Stated exercise:
Give the lines below again with "one point on every instance" replaced by "a single point on each instance" everywhere it occurs, changing nothing else, and leave the pictures out of your answer.

[BEGIN Excerpted data]

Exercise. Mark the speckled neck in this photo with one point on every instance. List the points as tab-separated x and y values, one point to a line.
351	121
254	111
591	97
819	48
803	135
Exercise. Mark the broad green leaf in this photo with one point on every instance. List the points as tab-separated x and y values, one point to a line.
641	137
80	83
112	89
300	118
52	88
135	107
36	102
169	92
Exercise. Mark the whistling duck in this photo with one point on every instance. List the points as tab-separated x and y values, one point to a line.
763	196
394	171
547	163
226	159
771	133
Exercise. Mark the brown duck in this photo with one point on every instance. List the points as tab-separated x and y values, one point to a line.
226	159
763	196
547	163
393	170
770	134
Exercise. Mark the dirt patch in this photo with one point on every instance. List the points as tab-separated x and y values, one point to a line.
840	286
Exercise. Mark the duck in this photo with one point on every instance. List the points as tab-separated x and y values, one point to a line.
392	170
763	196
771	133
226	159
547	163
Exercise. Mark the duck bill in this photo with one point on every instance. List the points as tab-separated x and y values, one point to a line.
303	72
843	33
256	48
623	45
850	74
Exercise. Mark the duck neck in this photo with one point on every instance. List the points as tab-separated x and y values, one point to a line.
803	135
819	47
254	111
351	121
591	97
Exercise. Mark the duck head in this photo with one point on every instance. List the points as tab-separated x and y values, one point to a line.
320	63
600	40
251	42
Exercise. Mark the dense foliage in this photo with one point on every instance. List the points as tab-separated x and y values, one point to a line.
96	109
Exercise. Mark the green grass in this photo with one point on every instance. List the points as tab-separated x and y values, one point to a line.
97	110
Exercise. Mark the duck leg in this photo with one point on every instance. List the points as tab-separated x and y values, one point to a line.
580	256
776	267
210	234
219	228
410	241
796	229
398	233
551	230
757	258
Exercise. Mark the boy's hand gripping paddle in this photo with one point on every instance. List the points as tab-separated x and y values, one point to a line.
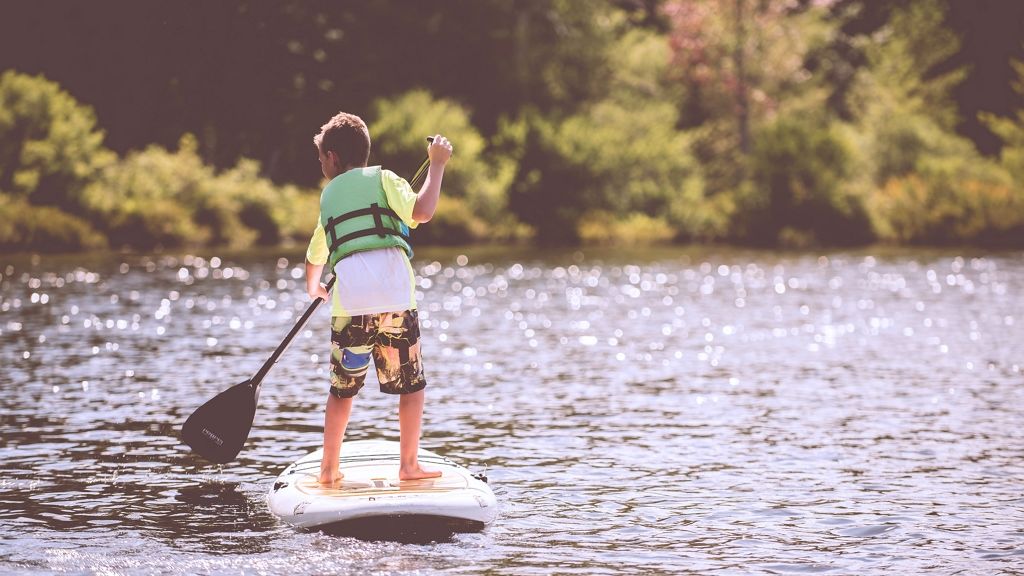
218	429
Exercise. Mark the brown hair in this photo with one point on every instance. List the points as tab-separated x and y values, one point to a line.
346	135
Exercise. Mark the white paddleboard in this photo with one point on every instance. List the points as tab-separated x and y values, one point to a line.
371	491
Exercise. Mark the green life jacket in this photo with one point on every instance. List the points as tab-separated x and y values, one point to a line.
356	217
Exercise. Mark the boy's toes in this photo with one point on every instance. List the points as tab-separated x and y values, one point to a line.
417	474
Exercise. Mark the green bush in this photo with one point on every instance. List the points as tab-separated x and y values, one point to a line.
49	145
147	199
479	181
954	202
25	227
622	155
800	169
604	228
158	198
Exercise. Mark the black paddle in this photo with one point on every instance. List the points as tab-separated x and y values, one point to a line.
218	429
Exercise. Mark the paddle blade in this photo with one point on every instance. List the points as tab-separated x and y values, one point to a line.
217	429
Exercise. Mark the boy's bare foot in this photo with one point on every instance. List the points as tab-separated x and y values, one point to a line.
330	478
416	472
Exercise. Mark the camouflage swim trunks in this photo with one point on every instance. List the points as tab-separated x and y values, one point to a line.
393	340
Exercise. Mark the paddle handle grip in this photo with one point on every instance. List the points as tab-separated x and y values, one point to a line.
258	378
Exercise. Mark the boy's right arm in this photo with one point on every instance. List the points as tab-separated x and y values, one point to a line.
439	152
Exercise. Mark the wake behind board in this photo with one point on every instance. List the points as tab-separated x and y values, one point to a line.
371	496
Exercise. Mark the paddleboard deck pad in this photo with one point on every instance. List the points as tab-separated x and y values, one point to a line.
371	496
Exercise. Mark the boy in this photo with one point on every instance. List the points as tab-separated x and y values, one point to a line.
361	235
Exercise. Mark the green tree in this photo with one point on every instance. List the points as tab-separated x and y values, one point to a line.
49	145
474	202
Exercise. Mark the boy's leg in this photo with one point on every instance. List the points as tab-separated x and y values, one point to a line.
399	370
349	361
335	422
410	423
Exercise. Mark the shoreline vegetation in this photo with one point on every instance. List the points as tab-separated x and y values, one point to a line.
710	126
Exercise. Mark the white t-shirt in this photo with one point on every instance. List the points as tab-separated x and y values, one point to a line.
375	281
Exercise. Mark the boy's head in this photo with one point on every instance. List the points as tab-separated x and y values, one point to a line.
343	144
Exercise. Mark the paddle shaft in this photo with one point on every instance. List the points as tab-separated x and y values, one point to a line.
258	378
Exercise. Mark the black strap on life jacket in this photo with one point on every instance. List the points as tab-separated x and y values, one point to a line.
379	229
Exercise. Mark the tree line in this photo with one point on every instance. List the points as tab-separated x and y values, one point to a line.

[END Excerpted data]

Response below:
Exercise. Mark the speckled neck in this photo with a single point on each instance. List the points as tab-separated x and y values, one point to a line.
351	121
254	111
591	97
819	48
803	135
Exercise. Mark the broad green leaf in this photo with a single point on each instance. List the points as tab-separated x and y values, one point to a line.
641	137
80	83
112	89
300	118
52	88
135	107
36	102
169	92
Exercise. Mark the whistling duck in this photo with a single point on each instance. List the points as tab-separated x and y values, one point to a line.
763	196
394	171
547	163
226	159
771	133
Exercise. Mark the brown duck in this photo with a single point on each instance. List the points as tab-separated x and y values, one point to a line.
226	159
763	196
547	163
393	170
770	134
Exercise. Mark the dirt patch in this photo with a single point on each instance. List the points as tab-separated x and y values, one point to a line.
840	286
Exercise. Mark the duck in this photo with a single point on each instance. List the points as tab-separated x and y values, one point to a line.
392	170
763	196
771	133
226	159
547	163
Exercise. Mark the duck bill in this photo with a single point on each instance. List the points as tab-separated x and y values, one point to a line.
303	72
843	33
256	48
623	45
850	74
Exercise. Mark the duck neck in this photo with a single point on each instance. List the points as tab-separated x and y values, one point to a line.
803	135
819	47
254	111
351	121
591	97
Exercise. Mark the duck head in this photo with a single point on each instance. List the points as tab-separated x and y values, one point to a line.
320	63
600	40
251	42
Exercise. Mark the dense foliage in this photo with a single point on each instance. List the points as tab-separated x and y values, one point to a line.
96	109
Exercise. Mark the green grass in this photo with a single point on each instance. List the points as tab-separated x and y values, one point to a line.
97	110
Exercise. Mark the duck leg in this photo with a single point on each instance. List the points as tab-separated x and y values, one point to a line.
580	256
776	267
210	234
219	228
410	241
796	229
398	233
551	230
757	258
Exercise. Mark the boy's hand gripping paddle in this photo with a single point on each instance. List the points as tab-separated x and y values, one point to a line.
218	429
Exercise. Mark the brown hair in this photo with a single point on each instance. List the points as tab-separated x and y values, one point to a line.
346	135
Exercise. Mark the white paddleboard in this photo with a single point on each instance. List the points as tab-separated x and y values, one point to a line.
371	491
Exercise. Mark the green life jacket in this photo with a single point on each instance. List the points as tab-separated x and y values, one point to a line.
356	217
Exercise. Mark the boy's toes in this photo with a single point on each instance. List the points as tab-separated x and y values, one point to a line.
417	474
Exercise. Mark the green bush in this photo with a single point on each instance. List the points as tab-separated x and y values, one point to a line.
49	145
147	199
479	181
954	202
25	227
622	155
800	169
604	228
158	198
Exercise. Mark the black paddle in this photo with a single point on each instance. List the points as tab-separated x and y values, one point to a line.
218	429
Exercise. Mark the paddle blade in this photo with a single point on each instance. List the points as tab-separated x and y values, one point to a line.
217	429
Exercise. Mark the boy's bare foot in this photo with a single point on each instance. List the points as tab-separated x and y values, one point to a line.
330	478
416	472
Exercise. Mark the camouflage swim trunks in this photo with a single point on each instance. List the points as tab-separated x and y values, one point to a line.
393	340
Exercise. Mark the paddle handle grip in this photo with a single point on each instance. List the points as tab-separated x and y values, one point to a line.
258	378
Exercise. Mark the boy's right arm in this photo with a single point on each instance. List the points as tab-separated x and y values, one point to a line.
439	152
Exercise. Mark the wake behind board in this photo with a single point on each instance. List the points as tab-separated x and y values, one point to a line.
371	496
Exercise. Mark the paddleboard deck pad in this photo with a single point on each instance. List the points as tab-separated x and y values, one point to a line.
371	496
Exercise. Mark the boy in this photo with a single point on each instance. List the points as tab-separated x and y values, one point to a line.
361	235
Exercise. Mark the green tree in this photo with a single point on each instance. List the points as tab-separated x and y values, one point to a line.
49	145
474	202
Exercise. Mark the boy's leg in this photo with a single point on each instance. List the points as tab-separated x and y values, one point to a line.
399	370
349	361
335	422
410	423
Exercise. Mark the shoreline vegetation in this photo with a single point on each instance. List the points as tab-separated x and y values, one point to a line.
710	126
Exercise. Mark the white t-shirt in this photo with a single point on each instance. List the points as tab-separated x and y values, one point to a line.
375	281
Exercise. Mark the boy's head in this photo with a single point on each instance. List the points as tab-separated x and y values, one point to a line.
343	144
Exercise. Mark the paddle shaft in this photo with a single point on each instance. List the points as tab-separated x and y values, one point to a line.
258	378
Exercise. Mark the black strap on life jacket in this photo with a single point on each instance. List the points as tab-separated x and y values, one point to a line.
379	229
Exercise. Mark the tree line in this photo with a single point on each instance. List the points as tab-separated x and y values, one point to a line.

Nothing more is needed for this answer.